Teks:
######

Rabu 29 Jul 2015 20:12 WIB

DPR: MUI tak Mengharamkan BPJS Kesehatan

Rep: C32/ Red: Ilham
Gedung MUI
Foto: Tahta/Republika
Gedung MUI

REPUBLIKA.CO.ID, JAKARTA -- Anggota Komisi IX DPR, Irma Suryani menyatakan, polemik fatwa Majelis Ulama Indonesia (MUI) terkait Badan Penyelenggara Jaminan Sosial (BPJS) Kesehatan perlu diluruskan. Menurutnya, yang diharamkan bukan BPJS-nya, namun pungutan denda di dalamnya.

“MUI tidak mengharamkan BPJS-nya, tetapi yang dianggap haram oleh MUI adalah pungutan denda sebesar 3 persen atas keterlambatan anggota membayar iuran,” kata Irma dalam pernyataan tertulisnya yang diterima ROL, Rabu (29/7).

######

Catatan yang Diberikan:

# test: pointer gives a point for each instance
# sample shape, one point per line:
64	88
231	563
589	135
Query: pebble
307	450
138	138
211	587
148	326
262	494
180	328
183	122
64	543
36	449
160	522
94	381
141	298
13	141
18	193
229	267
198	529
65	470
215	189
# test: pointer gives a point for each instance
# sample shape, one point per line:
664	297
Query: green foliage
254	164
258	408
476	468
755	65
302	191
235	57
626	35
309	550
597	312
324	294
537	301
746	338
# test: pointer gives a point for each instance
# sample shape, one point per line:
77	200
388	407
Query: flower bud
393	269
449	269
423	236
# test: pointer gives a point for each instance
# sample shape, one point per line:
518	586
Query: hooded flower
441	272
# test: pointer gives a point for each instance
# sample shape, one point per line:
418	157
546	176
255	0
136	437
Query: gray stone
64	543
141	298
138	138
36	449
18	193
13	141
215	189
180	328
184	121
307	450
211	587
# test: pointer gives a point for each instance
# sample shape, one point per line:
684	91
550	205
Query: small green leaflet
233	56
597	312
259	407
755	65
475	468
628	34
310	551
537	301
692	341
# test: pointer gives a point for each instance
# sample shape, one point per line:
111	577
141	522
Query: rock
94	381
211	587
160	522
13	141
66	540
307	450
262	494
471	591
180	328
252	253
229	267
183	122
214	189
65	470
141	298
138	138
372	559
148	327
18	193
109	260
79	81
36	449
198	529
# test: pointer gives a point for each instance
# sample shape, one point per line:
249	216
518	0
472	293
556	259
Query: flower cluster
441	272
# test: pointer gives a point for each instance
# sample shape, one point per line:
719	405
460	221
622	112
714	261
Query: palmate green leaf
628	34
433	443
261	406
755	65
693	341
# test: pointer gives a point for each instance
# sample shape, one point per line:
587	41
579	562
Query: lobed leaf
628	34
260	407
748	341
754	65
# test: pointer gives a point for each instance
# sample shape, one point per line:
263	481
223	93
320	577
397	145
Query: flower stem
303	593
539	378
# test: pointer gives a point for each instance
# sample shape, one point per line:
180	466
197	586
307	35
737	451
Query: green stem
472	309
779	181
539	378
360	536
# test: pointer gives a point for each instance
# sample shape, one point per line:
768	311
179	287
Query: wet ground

######

Deskripsi Tugas: Tuliskan kembali tanpa perubahan bagian berita tentang fatwa MUI soal BPJS Kesehatan di atas, mulai dari "Rabu 29 Jul" sampai dengan "ROL, Rabu (29/7).", termasuk kedua bagian itu sendiri.

Hasil:
Rabu 29 Jul 2015 20:12 WIB

DPR: MUI tak Mengharamkan BPJS Kesehatan

Rep: C32/ Red: Ilham
Gedung MUI
Foto: Tahta/Republika
Gedung MUI

REPUBLIKA.CO.ID, JAKARTA -- Anggota Komisi IX DPR, Irma Suryani menyatakan, polemik fatwa Majelis Ulama Indonesia (MUI) terkait Badan Penyelenggara Jaminan Sosial (BPJS) Kesehatan perlu diluruskan. Menurutnya, yang diharamkan bukan BPJS-nya, namun pungutan denda di dalamnya.

“MUI tidak mengharamkan BPJS-nya, tetapi yang dianggap haram oleh MUI adalah pungutan denda sebesar 3 persen atas keterlambatan anggota membayar iuran,” kata Irma dalam pernyataan tertulisnya yang diterima ROL, Rabu (29/7).